| Texto extraído |

+===+

(Foto: Desola Lanre-Ologun na Unsplash)
A proliferação de fake news e a consequente desinformação tornaram-se um desafio global que transcende fronteiras geográficas e sociais, afetando profundamente a maneira como criamos, consumimos, processamos e disseminamos informações. No Brasil, o fenômeno assume proporções alarmantes: uma pesquisa do Instituto Locomotiva de 2024 revelou que quase 90% dos brasileiros admitem ter acreditado em conteúdos falsos, enquanto apenas 62% confiam na própria capacidade de diferenciar informações verdadeiras das falsas. Esse número aumentou nos últimos anos, com o uso massivo de redes e mídias sociais, visto que essas transformaram o então consumidor de informação em produtor, consumidor, disseminador e influenciador.
A adesão a narrativas falsas nos conduz a uma espécie de “servidão voluntária” – conceito elaborado por Étienne de La Boétie no século XVI –, uma aceitação rápida e inconsciente de informações que enfraquecem nossa capacidade de pensar criticamente, processo que demanda tempo e esforço mental. La Boétie questionava como era possível que poucos dominassem muitos sem o uso da força, concluindo que a própria população colabora com sua submissão, criando uma pirâmide de poder onde cada nível reproduz a dominação aos níveis inferiores.
É fundamental fazer um adendo: a relação do ser humano com notícias falsas não é recente, nem começou com o advento das tecnologias digitais e das mídias sociais. Durante a República Velha brasileira, as eleições de 1922 já eram marcadas por fake news. Na guerra civil romana de 44 a.C., Cícero e Marco Antônio travaram o que historiadores chamam de “guerra de desinformação sem precedentes”. O caso da Escola Base, em 1994, demonstra como informações erradas podem destruir vidas: os proprietários Icushiro e Maria Aparecida Shimada foram falsamente acusados de abuso sexual infantil, tendo suas vidas devastadas por uma mentira que se espalhou pela mídia tradicional.

+===+

| Dados armazenados |
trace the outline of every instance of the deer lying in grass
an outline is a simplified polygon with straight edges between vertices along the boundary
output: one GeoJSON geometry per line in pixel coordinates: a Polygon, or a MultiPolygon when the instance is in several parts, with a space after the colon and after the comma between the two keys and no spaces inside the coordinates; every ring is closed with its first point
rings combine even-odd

+===+

| Tarefa proposta 1 |
Transcreva o trecho do texto sobre desinformação que começa com as palavras "É fundamental fazer" e termina com "pela mídia tradicional.".
| Tarefa proposta 2 |
Indique se cada afirmação abaixo está de acordo com o texto sobre desinformação. Responda sim ou não e cite as palavras exatas do texto que decidem cada caso.
(a) Segundo a pesquisa de 2024, 62% dos brasileiros confiam na própria capacidade de diferenciar informações verdadeiras das falsas.
(b) O conceito de "servidão voluntária" foi elaborado no século XIX.
(c) O caso da Escola Base ocorreu em 1994.
| Tarefa proposta 3 |
Dê continuidade ao texto sobre fake news e desinformação a partir da última frase apresentada.

| Resposta esperada 1 |
É fundamental fazer um adendo: a relação do ser humano com notícias falsas não é recente, nem começou com o advento das tecnologias digitais e das mídias sociais. Durante a República Velha brasileira, as eleições de 1922 já eram marcadas por fake news. Na guerra civil romana de 44 a.C., Cícero e Marco Antônio travaram o que historiadores chamam de “guerra de desinformação sem precedentes”. O caso da Escola Base, em 1994, demonstra como informações erradas podem destruir vidas: os proprietários Icushiro e Maria Aparecida Shimada foram falsamente acusados de abuso sexual infantil, tendo suas vidas devastadas por uma mentira que se espalhou pela mídia tradicional.

| Resposta esperada 2 |
(a) Sim: "apenas 62% confiam na própria capacidade de diferenciar informações verdadeiras das falsas".
(b) Não: "conceito elaborado por Étienne de La Boétie no século XVI".
(c) Sim: "O caso da Escola Base, em 1994".

| Resposta esperada 3 |
O que torna o fenômeno atual particularmente perigoso é como as plataformas e mídias digitais exploram (com nossa autorização) nosso sistema neurológico de recompensa. Enquanto professora e cientista da informação, observo que o ensino superior – historicamente bastião do conhecimento, da pesquisa rigorosa e do pensamento crítico – já enfrenta as consequências desse fato, de modo silencioso.
A desinformação tem uma interessante relação com o “infinite scrolling” das redes e mídias sociais que ativa áreas cerebrais similares às estimuladas por substâncias viciantes e que cria um ciclo de busca por gratificação instantânea. Pesquisas recentes mostram que quando visualizamos conteúdo personalizado por algoritmos, regiões como a área tegmental ventral são fortemente estimuladas, liberando dopamina de forma efêmera e criando dependência. Se deixa de confrontar as próprias ideias e “certezas” para reafirmar infinitamente os mesmos discursos e teorias.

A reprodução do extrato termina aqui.